> **Extracto de página**
★ ★ ★ ★ ★ ★ ★

La atadura imposible

Hay quien sostiene que la filosofía tiene como propósito el hallazgo de las verdades últimas que explican la estructura fundamental de lo real. Pero hay quien sostiene que esas verdades no existen y que por ello la filosofía es la búsqueda de lo imposible. Una búsqueda que prioriza la incomodidad de la pregunta a la seguridad de la respuesta, la apertura al dogma, lo creativo a lo cerrado. La filosofía es un ejercicio para la muerte, decía Platón: no explica qué hay más allá de esta vida, pero nos prepara para llegar al final con el hábito de saber que, en términos absolutos, no sabemos nada. La palabra filosofía, en griego significa “amor al saber”, y amar, dice Platón, es la búsqueda de un faltante, de una carencia. Los filósofos buscamos lo que nos falta, y por eso no somos sabios, solo tendemos a la sabiduría. Buscamos aquello que sabemos que no vamos a alcanzar.

Perseguimos lo imposible. Convertimos a la filosofía en un arte, en una creación de perspectivas, en un impulso interpretativo. Lo imposible nos hace posible interpretar. Si lo real mismo carece de certeza última, todo es midrash. Todo. No solo los textos, sino toda la realidad misma. O dicho de otro modo, lo real se presenta a nosotros como un texto a interpretar, y cuantas más perspectivas abramos, más lo enriquecemos. Leer un texto desde el literalismo, esto es suponiendo que posee una única interpretación, no es alcanzar su verdad oculta: solo es imponer una de sus lecturas posibles como si fuese la genuina. Cuando Abraham, según cuenta la tradición, rompe los ídolos de piedra que se adoraban en su lugar natal, denuncia en ese acto todo intento de idolatría. El Dios que lo convoca lo inspira a la búsqueda y lo compele a abandonar lo seguro, a resignar la certeza. El Dios que lo convoca, por el contrario, es invisible y es pura voz, es una invitación a la interpretación. Nuestro pueblo nace de ese gesto: ¡vete! ¡lej, lejá!, como quien se embarca a un peregrinaje sin fin, como quien se entrega a la errancia de la duda, como quien abandona la certeza por descubrirla cómoda.

★ ★ ★ ★ ★ ★ ★

> **Ejercicio propuesto 1**
Según el extracto sobre filosofía, ¿qué significa en griego la palabra "filosofía"?
> **Ejercicio propuesto 2**
Prolonga el extracto sobre filosofía a partir de su última oración.
Las líneas siguientes no tienen relación con el extracto sobre filosofía.

★ ★ ★ ★ ★ ★ ★

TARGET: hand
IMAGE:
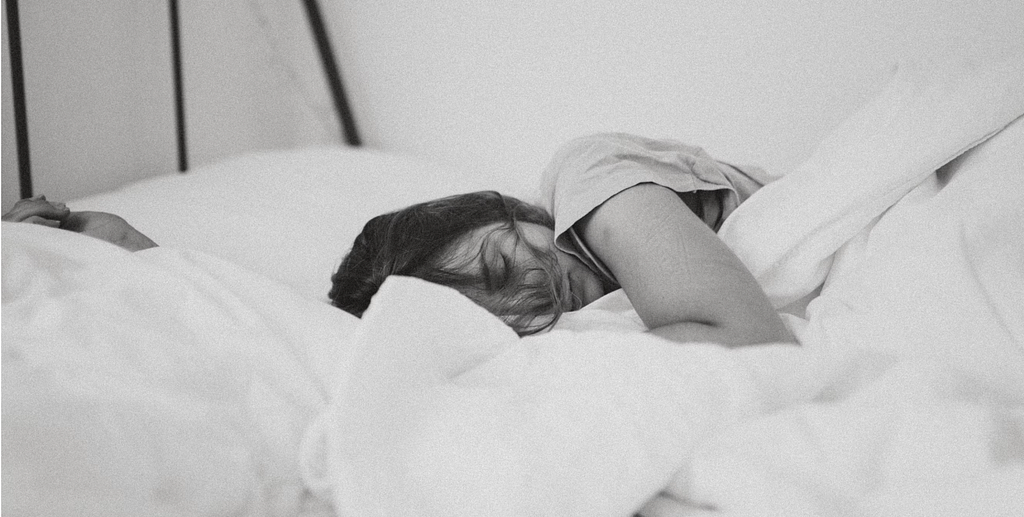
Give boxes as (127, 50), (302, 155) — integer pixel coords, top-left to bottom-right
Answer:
(3, 196), (71, 228)
(60, 212), (157, 251)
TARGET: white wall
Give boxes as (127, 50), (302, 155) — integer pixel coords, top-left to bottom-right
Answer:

★ ★ ★ ★ ★ ★ ★

> **Resultado del ejercicio 1**
Significa "amor al saber".

> **Resultado del ejercicio 2**
Nuestro Dios, nuestro Libro, nuestro pueblo también pueden transformarse en ídolos de piedra, en la medida en que renunciemos a su carácter interpretativo. Así opera todo literalismo cuando endurece las lecturas privándolas de diversidad. Pero Abraham fue hebreo, decidió cruzar y emprender una búsqueda solo motivado por una voz. Y una voz es un texto al que hay que interpretar. Y de la palabra voz en latín (vox, vocis), viene vocación, y también convocar, y también provocar. Así provocó Dios de nuevo a Abraham con otro ¡lej, lejá! en Bereshit 22, 2 diciéndole: “Toma ahora a tu hijo, tu único, a quien amas, a Itzjak y vete (lej, lejá) a la tierra de Moriáh y ofrécelo allí como holocausto sobre uno de los montes que Yo habré de indicarte”. Otra vez salir del lugar seguro y emprender un camino, otra vez la opción de quedarse a resguardo. Pero Abraham eligió otra vez, fue hebreo, cruzó de nuevo. Bereshit 22 comienza anticipando lo más importante del relato: “Dios sometió a prueba a Abraham”. Todos nosotros sabemos desde el inicio que el sacrificio pedido no es real, que es una prueba; todos, menos Abraham.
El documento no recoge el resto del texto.